INSTRUCCIONES:
Por favor, extrae de las filas que siguen cada línea que contenga la cadena "trim", distinguiendo entre mayúsculas y minúsculas.

# # # # # # #

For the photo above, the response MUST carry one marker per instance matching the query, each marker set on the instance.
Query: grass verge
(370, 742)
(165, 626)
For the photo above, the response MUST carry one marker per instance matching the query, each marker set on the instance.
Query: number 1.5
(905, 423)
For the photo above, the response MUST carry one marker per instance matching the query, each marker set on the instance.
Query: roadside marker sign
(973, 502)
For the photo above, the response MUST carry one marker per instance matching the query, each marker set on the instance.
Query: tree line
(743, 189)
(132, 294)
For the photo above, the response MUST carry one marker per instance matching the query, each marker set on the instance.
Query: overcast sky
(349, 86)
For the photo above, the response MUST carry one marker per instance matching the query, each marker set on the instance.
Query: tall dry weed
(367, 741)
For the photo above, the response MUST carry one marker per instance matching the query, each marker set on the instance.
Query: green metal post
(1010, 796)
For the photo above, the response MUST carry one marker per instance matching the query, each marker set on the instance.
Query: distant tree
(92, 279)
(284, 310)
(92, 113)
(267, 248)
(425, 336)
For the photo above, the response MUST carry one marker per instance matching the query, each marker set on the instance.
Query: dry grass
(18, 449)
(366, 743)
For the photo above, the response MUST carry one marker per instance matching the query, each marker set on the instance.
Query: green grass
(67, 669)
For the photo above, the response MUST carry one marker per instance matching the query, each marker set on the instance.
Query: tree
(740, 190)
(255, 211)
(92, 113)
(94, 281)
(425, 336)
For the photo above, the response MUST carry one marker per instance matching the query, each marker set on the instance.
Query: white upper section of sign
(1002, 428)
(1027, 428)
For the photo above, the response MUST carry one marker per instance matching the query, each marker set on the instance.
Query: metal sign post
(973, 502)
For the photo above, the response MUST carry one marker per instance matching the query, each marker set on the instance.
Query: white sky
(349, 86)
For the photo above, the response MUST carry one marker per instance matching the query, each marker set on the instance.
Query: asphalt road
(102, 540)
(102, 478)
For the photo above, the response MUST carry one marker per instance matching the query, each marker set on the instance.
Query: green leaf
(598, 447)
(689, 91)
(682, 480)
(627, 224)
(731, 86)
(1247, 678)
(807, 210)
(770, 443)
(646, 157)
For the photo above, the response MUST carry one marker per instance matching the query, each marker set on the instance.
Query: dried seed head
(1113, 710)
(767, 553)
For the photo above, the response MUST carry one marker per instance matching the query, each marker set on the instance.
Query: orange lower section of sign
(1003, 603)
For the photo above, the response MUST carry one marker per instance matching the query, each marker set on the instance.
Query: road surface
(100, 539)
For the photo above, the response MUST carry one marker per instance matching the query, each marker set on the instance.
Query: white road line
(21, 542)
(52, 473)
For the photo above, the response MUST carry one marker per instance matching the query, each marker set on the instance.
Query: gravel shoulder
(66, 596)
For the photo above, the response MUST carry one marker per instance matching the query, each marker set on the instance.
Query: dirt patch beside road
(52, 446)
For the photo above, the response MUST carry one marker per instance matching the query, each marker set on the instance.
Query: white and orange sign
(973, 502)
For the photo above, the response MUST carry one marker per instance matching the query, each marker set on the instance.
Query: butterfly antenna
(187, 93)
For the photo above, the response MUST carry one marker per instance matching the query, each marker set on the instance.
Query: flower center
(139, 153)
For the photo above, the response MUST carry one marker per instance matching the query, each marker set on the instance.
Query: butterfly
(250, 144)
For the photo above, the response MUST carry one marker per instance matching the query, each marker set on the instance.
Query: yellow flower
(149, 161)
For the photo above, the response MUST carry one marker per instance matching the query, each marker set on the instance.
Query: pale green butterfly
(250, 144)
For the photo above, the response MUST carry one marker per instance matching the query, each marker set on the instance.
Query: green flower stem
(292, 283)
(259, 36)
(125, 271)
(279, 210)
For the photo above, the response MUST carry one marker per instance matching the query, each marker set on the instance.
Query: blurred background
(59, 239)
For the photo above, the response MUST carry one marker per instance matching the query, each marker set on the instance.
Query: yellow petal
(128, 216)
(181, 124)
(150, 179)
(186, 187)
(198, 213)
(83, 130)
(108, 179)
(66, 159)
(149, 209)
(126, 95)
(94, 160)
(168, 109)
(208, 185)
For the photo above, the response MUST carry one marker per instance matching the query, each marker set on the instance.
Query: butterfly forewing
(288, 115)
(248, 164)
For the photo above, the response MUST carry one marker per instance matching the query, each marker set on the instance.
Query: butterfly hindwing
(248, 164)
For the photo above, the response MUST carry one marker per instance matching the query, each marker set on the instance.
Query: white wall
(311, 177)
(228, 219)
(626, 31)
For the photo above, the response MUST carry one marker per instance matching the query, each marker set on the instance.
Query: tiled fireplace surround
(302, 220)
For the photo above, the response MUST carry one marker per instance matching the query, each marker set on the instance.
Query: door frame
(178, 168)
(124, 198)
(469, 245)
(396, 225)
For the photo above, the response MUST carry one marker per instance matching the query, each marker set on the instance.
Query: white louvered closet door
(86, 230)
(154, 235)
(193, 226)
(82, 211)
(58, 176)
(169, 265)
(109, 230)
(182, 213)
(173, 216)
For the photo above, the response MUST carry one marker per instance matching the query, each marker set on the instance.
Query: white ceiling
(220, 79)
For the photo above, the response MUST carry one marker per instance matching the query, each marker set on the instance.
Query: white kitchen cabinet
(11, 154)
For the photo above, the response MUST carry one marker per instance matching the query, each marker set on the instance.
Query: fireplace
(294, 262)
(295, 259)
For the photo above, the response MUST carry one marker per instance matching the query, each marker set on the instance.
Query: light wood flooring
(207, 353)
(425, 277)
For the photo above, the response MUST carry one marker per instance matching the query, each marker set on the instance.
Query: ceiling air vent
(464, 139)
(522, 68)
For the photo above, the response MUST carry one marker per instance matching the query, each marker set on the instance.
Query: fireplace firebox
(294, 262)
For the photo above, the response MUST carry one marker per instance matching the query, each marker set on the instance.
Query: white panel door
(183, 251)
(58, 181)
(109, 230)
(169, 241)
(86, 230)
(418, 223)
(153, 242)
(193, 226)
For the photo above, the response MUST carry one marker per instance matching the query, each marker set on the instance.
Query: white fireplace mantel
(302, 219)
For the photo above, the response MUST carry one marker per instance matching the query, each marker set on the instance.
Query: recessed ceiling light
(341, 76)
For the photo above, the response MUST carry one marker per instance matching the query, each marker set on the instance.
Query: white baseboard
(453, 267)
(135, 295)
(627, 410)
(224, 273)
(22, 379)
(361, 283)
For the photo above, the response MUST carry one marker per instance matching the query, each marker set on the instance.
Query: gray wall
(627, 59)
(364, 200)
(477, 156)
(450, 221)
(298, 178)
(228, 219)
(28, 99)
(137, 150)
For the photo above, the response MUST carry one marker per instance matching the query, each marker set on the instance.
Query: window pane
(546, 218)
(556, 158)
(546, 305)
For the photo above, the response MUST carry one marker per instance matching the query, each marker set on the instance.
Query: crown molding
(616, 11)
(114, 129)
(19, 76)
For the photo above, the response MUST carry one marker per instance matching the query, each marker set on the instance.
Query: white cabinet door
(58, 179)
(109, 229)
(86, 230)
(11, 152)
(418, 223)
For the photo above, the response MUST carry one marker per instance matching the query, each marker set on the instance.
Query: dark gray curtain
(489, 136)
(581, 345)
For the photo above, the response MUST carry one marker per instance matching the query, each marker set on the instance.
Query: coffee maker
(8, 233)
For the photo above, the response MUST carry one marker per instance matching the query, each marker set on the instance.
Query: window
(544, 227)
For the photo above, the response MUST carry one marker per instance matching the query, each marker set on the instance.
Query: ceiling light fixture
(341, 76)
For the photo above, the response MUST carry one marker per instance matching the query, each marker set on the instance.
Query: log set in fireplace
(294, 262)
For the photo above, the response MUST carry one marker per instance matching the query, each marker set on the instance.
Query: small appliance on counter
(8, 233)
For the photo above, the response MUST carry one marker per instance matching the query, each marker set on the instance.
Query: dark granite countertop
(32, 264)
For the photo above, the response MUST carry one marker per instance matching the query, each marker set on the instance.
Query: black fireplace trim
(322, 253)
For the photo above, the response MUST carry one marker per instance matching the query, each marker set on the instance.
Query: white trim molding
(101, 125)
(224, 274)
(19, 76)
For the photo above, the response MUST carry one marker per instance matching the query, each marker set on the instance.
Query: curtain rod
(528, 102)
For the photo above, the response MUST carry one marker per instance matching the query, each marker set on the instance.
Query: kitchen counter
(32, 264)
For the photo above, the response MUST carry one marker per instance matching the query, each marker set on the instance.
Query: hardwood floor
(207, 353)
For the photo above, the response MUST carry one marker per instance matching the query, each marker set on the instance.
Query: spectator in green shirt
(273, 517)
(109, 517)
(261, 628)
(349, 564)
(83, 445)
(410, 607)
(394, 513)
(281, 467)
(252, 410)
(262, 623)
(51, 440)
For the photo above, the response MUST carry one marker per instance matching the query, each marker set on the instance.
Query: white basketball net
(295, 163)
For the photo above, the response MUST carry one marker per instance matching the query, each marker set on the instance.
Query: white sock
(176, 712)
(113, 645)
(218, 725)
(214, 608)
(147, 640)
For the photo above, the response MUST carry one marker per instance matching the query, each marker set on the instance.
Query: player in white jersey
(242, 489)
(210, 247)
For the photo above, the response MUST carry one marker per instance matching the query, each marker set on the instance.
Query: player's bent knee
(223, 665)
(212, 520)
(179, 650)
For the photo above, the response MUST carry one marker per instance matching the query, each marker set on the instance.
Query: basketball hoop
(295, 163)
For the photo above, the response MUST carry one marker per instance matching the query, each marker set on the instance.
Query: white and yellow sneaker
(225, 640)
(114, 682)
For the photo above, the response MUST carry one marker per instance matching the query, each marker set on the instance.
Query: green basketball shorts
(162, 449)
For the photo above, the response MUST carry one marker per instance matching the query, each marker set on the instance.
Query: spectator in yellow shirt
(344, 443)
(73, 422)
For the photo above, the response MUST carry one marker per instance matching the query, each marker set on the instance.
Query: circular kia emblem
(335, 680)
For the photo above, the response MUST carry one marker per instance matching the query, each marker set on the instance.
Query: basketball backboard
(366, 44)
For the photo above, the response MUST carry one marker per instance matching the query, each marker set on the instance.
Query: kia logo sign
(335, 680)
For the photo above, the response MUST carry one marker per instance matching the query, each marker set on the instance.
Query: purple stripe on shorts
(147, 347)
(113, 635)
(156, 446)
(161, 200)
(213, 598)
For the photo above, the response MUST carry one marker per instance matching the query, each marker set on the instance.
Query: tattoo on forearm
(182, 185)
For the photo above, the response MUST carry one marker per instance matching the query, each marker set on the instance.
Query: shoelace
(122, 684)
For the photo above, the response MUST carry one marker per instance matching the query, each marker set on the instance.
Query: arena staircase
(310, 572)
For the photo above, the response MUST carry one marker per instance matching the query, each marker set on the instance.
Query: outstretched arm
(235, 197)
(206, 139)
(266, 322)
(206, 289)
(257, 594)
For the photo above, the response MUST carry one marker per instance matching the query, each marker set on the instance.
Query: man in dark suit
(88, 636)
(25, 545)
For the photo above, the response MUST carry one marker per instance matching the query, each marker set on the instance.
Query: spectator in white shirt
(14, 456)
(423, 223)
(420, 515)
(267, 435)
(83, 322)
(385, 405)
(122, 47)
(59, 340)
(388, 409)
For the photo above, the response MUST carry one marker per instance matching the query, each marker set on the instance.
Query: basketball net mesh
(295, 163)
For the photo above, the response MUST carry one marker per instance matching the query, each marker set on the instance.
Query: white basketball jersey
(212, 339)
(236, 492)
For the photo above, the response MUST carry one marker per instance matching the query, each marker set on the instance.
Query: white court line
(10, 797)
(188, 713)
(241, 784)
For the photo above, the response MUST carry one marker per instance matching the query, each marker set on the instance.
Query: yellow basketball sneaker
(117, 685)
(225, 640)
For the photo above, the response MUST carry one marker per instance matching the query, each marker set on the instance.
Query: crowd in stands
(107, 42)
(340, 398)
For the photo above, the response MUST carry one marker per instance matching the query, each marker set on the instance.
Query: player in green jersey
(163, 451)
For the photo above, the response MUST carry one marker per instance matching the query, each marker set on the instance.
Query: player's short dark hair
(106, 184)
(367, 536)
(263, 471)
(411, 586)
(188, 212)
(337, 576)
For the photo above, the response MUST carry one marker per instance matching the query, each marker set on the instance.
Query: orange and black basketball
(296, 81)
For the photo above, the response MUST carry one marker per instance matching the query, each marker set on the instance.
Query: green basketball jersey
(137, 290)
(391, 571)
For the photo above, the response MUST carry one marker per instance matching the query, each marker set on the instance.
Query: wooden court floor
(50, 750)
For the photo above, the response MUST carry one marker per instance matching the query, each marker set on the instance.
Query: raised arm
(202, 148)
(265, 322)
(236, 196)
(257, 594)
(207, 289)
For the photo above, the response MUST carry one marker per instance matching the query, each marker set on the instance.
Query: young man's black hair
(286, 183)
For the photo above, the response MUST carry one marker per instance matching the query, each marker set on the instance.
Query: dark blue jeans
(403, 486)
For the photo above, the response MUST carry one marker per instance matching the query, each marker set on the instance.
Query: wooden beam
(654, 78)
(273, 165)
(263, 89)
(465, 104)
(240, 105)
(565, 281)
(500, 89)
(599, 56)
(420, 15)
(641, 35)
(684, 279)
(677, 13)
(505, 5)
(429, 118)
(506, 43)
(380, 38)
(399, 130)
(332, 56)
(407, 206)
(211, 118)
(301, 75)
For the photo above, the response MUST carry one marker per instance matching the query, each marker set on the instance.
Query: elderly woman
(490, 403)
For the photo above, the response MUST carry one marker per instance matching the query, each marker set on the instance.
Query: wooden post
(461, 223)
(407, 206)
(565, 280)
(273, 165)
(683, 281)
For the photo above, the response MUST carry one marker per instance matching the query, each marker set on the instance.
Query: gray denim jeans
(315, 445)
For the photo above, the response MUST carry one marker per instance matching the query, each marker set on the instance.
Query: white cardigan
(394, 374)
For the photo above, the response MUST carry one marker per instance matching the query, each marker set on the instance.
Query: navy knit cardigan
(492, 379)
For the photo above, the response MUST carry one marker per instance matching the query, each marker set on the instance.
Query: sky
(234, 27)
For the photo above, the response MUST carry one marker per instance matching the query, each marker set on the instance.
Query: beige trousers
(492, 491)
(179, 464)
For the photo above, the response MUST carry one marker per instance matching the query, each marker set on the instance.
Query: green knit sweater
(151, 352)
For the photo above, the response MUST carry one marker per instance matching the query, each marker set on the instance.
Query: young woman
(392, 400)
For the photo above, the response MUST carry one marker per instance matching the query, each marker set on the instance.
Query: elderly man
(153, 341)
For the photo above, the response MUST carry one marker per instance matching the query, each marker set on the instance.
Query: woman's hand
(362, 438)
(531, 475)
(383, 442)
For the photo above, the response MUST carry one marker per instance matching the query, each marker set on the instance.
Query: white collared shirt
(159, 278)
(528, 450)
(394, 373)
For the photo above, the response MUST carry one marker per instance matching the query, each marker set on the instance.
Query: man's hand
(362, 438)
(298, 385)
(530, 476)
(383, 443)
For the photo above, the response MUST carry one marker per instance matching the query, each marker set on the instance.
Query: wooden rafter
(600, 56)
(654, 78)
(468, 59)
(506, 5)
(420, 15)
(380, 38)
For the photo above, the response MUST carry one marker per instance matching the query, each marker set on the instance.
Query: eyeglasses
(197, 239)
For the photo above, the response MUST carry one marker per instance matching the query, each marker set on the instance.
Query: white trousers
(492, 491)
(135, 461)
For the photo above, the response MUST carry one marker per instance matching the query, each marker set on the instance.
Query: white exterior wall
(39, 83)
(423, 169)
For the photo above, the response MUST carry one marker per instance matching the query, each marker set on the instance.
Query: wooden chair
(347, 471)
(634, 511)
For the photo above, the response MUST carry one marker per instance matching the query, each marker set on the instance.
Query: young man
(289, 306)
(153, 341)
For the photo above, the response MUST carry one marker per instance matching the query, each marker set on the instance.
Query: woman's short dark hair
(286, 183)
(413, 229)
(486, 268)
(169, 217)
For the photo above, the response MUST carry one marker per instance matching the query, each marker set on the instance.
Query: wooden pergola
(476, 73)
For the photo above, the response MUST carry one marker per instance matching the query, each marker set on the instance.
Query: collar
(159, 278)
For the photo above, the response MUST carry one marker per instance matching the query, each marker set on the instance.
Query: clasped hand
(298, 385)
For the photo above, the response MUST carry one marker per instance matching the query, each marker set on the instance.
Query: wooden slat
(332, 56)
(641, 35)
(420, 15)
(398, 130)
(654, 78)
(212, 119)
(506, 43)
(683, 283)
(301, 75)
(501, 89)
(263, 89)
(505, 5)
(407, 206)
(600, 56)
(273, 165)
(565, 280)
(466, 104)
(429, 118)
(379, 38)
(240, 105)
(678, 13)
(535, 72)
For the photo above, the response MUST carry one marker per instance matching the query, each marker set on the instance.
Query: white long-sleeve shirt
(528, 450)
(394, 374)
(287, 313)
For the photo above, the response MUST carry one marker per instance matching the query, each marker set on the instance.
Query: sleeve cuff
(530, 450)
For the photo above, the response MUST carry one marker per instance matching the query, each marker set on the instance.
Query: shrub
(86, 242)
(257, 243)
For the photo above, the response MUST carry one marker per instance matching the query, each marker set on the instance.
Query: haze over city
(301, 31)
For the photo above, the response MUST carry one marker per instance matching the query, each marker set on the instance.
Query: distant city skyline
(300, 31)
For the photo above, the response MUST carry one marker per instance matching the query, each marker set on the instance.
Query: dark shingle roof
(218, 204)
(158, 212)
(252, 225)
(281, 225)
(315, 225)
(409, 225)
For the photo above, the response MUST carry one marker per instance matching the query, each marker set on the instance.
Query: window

# # # # # # #

TAREA RESUELTA:
Query: black fireplace trim
Query: white trim molding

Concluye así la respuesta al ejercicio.